▶ **Rows**
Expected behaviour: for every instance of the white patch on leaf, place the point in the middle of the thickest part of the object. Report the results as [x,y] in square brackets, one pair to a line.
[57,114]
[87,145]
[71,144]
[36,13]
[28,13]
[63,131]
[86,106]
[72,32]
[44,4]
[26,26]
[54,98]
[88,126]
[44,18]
* * *
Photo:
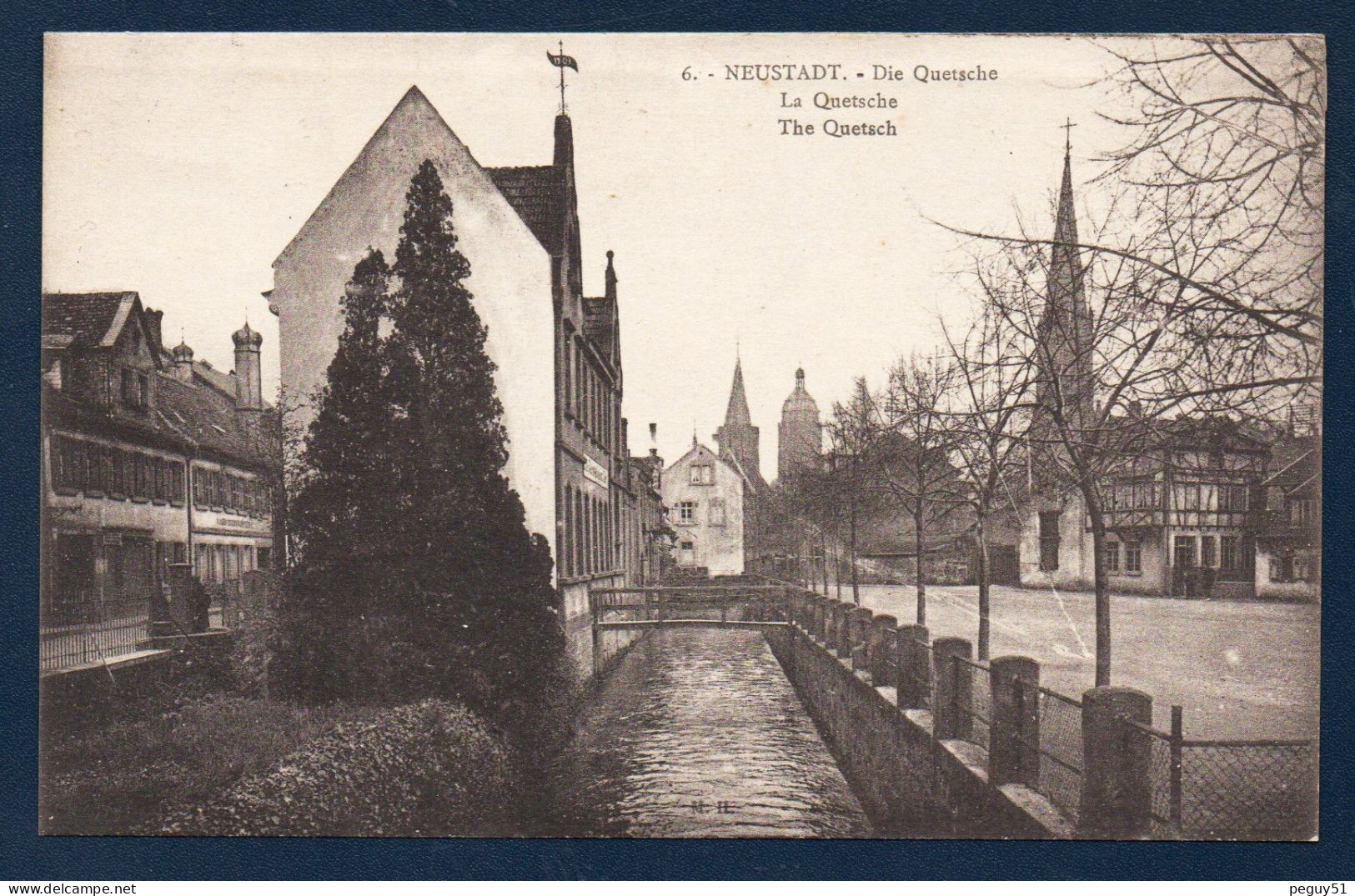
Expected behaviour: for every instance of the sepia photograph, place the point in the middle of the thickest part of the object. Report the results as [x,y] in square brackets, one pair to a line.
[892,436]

▶ **Brief**
Please count the lines in the items above that contain the word "every" and give only that number.

▶ **Reply to the task**
2